>> Begin Input data

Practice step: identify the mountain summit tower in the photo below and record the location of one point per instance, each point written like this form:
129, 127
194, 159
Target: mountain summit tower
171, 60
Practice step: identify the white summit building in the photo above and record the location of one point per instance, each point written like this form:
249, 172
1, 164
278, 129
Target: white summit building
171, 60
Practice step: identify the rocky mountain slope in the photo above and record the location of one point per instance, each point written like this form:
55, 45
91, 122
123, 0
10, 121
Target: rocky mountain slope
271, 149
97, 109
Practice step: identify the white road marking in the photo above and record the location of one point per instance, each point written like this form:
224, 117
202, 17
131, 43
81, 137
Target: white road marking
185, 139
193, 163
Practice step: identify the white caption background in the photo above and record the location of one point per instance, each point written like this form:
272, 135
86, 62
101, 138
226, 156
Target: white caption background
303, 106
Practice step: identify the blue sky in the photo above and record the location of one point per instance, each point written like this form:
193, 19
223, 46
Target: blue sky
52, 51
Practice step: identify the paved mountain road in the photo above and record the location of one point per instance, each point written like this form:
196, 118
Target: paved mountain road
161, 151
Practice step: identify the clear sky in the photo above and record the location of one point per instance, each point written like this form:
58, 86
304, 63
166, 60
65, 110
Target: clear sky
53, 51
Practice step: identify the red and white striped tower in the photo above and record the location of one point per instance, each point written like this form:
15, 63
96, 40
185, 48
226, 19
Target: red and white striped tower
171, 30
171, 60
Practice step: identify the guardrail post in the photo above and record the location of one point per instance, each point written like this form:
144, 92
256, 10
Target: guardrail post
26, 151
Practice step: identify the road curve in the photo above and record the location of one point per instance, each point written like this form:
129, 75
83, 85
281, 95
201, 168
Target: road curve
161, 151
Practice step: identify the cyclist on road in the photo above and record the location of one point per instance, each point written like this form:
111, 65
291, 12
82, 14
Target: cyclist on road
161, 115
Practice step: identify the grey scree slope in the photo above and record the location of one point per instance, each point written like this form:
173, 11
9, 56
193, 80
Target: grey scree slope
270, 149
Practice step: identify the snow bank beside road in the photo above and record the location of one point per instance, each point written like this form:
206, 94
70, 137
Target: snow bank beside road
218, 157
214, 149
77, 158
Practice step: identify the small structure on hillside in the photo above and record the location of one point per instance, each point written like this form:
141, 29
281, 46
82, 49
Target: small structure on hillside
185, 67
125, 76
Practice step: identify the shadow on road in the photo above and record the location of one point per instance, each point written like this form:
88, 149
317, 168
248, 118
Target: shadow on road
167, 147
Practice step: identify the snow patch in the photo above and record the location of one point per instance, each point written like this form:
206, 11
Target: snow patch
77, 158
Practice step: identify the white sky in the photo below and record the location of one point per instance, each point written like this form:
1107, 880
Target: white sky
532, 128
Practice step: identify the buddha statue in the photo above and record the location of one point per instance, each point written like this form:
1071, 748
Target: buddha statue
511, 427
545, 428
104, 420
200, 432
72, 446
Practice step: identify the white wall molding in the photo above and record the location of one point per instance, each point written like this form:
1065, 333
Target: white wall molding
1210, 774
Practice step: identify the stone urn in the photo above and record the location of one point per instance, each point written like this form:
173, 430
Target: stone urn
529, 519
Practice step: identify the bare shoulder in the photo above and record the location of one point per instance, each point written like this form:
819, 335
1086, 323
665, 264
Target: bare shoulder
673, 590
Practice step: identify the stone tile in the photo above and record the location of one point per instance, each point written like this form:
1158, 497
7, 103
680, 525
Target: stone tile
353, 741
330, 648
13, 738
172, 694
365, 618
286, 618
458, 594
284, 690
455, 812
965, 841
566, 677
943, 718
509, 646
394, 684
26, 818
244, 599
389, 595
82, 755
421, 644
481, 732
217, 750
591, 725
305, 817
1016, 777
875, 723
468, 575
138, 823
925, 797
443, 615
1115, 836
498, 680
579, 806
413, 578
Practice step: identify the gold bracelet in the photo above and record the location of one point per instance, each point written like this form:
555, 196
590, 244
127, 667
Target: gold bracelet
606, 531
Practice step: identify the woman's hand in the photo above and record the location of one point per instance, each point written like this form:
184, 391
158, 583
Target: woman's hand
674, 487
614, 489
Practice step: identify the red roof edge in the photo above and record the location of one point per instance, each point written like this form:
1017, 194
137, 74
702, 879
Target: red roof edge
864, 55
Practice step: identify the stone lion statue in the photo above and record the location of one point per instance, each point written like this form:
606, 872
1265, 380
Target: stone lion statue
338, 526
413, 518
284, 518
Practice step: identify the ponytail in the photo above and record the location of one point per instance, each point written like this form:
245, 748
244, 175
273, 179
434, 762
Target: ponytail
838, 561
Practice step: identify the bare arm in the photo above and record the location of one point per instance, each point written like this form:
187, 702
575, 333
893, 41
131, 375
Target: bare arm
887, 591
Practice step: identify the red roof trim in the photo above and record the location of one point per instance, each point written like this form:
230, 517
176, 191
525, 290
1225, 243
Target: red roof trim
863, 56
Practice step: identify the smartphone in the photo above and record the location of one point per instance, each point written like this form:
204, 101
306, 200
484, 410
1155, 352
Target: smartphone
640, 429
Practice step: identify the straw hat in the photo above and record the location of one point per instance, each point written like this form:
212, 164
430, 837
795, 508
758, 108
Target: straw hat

>> End Input data

▶ **Written problem**
Write out the entire listing exactly.

▶ **Expected answer**
Practice step: identify the mountain summit tower in the photo below and record the location of one point per instance, each point written like this form:
129, 127
194, 159
Target: mountain summit tower
171, 60
Practice step: identify the white summit building in the photo above and record the location of one point per instance, each point written like this form:
249, 172
1, 164
278, 129
Target: white summit building
171, 60
Practice step: identify the rocky mountain slope in the photo above and record the location of one point per instance, each point written like this form:
55, 45
91, 122
123, 0
10, 121
Target: rocky mountain slope
271, 149
97, 109
Practice step: identify the white road marking in the photo above and record the location of one point per instance, each point written like this form:
224, 117
202, 17
131, 43
81, 137
Target: white road marking
185, 139
193, 163
Practice step: identify the white caption background in the photo above and record the location of one point per instance, each point written like this form:
272, 135
86, 62
101, 138
226, 156
Target: white caption background
303, 106
Practice step: identify the blue sky in the photo above and record the location of one point per instance, each point written like this form:
193, 19
223, 46
Target: blue sky
52, 51
Practice step: identify the paved mountain road in the photo above and record the location of one point per instance, each point written like this form:
196, 118
Target: paved mountain road
161, 151
Practice step: identify the clear sky in the photo above and record the location of one point per instance, each point written like this form:
58, 86
304, 63
166, 60
65, 110
Target: clear sky
53, 51
Practice step: identify the red and white striped tower in the photo above and record the location of one point per instance, each point written like this form:
15, 63
96, 40
185, 48
226, 19
Target: red and white striped tower
171, 30
171, 60
Practice step: identify the guardrail post in the photo above and record the location of one point per instance, each point written like this form:
144, 92
256, 10
Target: guardrail post
26, 151
Practice step: identify the road curve in the photo above and record the location of one point per instance, each point written like this form:
129, 75
83, 85
281, 95
201, 168
Target: road curve
161, 151
Practice step: identify the cyclist on road in the photo above and record the location of one point per instance, each point written like this form:
111, 65
291, 12
82, 14
Target: cyclist on road
161, 115
Practice step: identify the grey scree slope in the photo above and record the location of one point per instance, each point written like this form:
173, 11
9, 56
193, 80
Target: grey scree slope
270, 149
Practice step: identify the snow bank beside road in the photo above and record the location of one point per instance, each point written like this form:
206, 94
70, 137
Target: snow bank beside road
218, 157
214, 149
77, 158
Practice step: identify the small structure on hillside in the photo above and record the location of one point per instance, each point written like this form:
141, 29
281, 46
82, 49
Target: small structure on hillside
185, 67
125, 76
Practice step: identify the shadow on road in the photo above and record the location of one point per instance, each point written like this form:
88, 149
317, 168
248, 118
Target: shadow on road
167, 147
Practice step: identify the snow patch in the photo above and record the location of one point per instance, each point written like this form:
206, 11
Target: snow patch
77, 158
Practice step: identify the white sky in the photo below and record the location of one point per instance, each point written like this form:
1107, 880
Target: white sky
532, 128
Practice step: identify the buddha statue in the photo above and record the location of one point per instance, each point written like this form:
1071, 748
Target: buddha statue
511, 427
545, 428
104, 420
200, 432
72, 446
Practice step: identify the white wall molding in the photo above and record the location of one point per instance, each point written like this form:
1065, 333
Target: white wall molding
1210, 774
Practice step: identify the stone urn in the photo above and record the location of one point per instance, each point written like this form:
173, 430
Target: stone urn
529, 519
Practice step: identify the bare shoulder in the photo above and record the location of one point per instance, each point written like this form:
819, 335
1086, 323
665, 264
Target: bare shoulder
673, 590
Practice step: identify the stone tile in the photo above and record the location of one point per instance, each point written like this form:
1158, 497
7, 103
680, 525
Target: stone tile
353, 741
330, 648
13, 738
172, 694
365, 618
286, 618
458, 594
284, 690
455, 812
965, 841
566, 677
943, 718
509, 646
394, 684
26, 818
244, 599
389, 595
82, 755
421, 644
481, 732
217, 750
591, 725
305, 817
1016, 777
875, 723
468, 575
138, 823
925, 797
443, 615
1115, 836
498, 680
579, 806
413, 578
Practice step: identify the gold bracelet in the photo above and record the location of one point per instance, each point written like this form:
555, 196
590, 244
127, 667
Target: gold bracelet
606, 531
Practice step: identify the woman's hand in the photo above and record the location of one point per instance, each point written like this form:
184, 391
158, 583
Target: woman's hand
674, 487
614, 489
Practice step: identify the red roof edge in the photo above and record the location of one point per instance, each point written like this form:
1017, 194
137, 74
702, 879
Target: red roof edge
864, 55
Practice step: identify the stone lion statue in the photo above and record the location of one point per instance, each point written like this form:
606, 872
1265, 380
Target: stone lion statue
338, 526
413, 518
284, 518
Practice step: identify the ponytail in the photo above and record the location of one point per instance, each point written like this form:
245, 748
244, 175
273, 179
434, 762
Target: ponytail
838, 561
Practice step: identify the bare arm in the photo above and record the location of one point per instance, each point written like this form:
187, 702
575, 333
893, 41
131, 375
Target: bare arm
887, 591
Practice step: identify the red roof trim in the photo above and record the location of one point per instance, each point written like this form:
230, 517
176, 191
525, 290
1225, 243
Target: red roof trim
863, 56
Practice step: identify the smartphone in the photo above and record the location of one point per instance, each point written like this form:
204, 101
306, 200
484, 410
1155, 352
Target: smartphone
640, 429
Practice step: identify the straw hat in the photo above and record the location of one point per instance, each point written like this form:
212, 164
430, 837
795, 508
758, 108
Target: straw hat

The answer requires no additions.